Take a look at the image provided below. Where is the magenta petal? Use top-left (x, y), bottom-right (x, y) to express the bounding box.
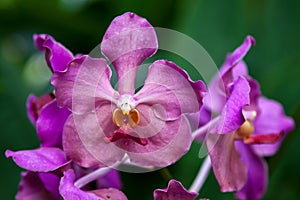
top-left (89, 188), bottom-right (128, 200)
top-left (33, 34), bottom-right (73, 72)
top-left (38, 172), bottom-right (60, 199)
top-left (51, 56), bottom-right (118, 114)
top-left (5, 147), bottom-right (67, 172)
top-left (135, 60), bottom-right (206, 120)
top-left (63, 104), bottom-right (124, 167)
top-left (16, 172), bottom-right (59, 200)
top-left (36, 100), bottom-right (70, 147)
top-left (128, 114), bottom-right (192, 167)
top-left (59, 169), bottom-right (99, 200)
top-left (153, 179), bottom-right (198, 200)
top-left (26, 93), bottom-right (55, 125)
top-left (252, 97), bottom-right (295, 156)
top-left (235, 141), bottom-right (268, 200)
top-left (212, 77), bottom-right (250, 134)
top-left (101, 12), bottom-right (157, 94)
top-left (206, 133), bottom-right (247, 192)
top-left (97, 169), bottom-right (122, 189)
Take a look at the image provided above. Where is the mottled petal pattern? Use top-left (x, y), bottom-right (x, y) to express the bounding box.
top-left (153, 179), bottom-right (198, 200)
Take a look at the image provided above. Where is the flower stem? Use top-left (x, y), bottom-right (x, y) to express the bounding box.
top-left (189, 156), bottom-right (211, 193)
top-left (192, 116), bottom-right (220, 140)
top-left (74, 160), bottom-right (124, 188)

▶ **SHORT TASK**
Please identify every line in the entries above that contains the word "petal" and copy each of those lines.

▶ **FINISHED EXERCISE**
Take a look at the image provided below. Where is the magenta petal? Use top-left (x, y), bottom-right (x, y) to express the bounding box.
Take a look at the image provided above. Where is the mottled petal pattern? Use top-left (x, y), bottom-right (x, y) to express the bounding box.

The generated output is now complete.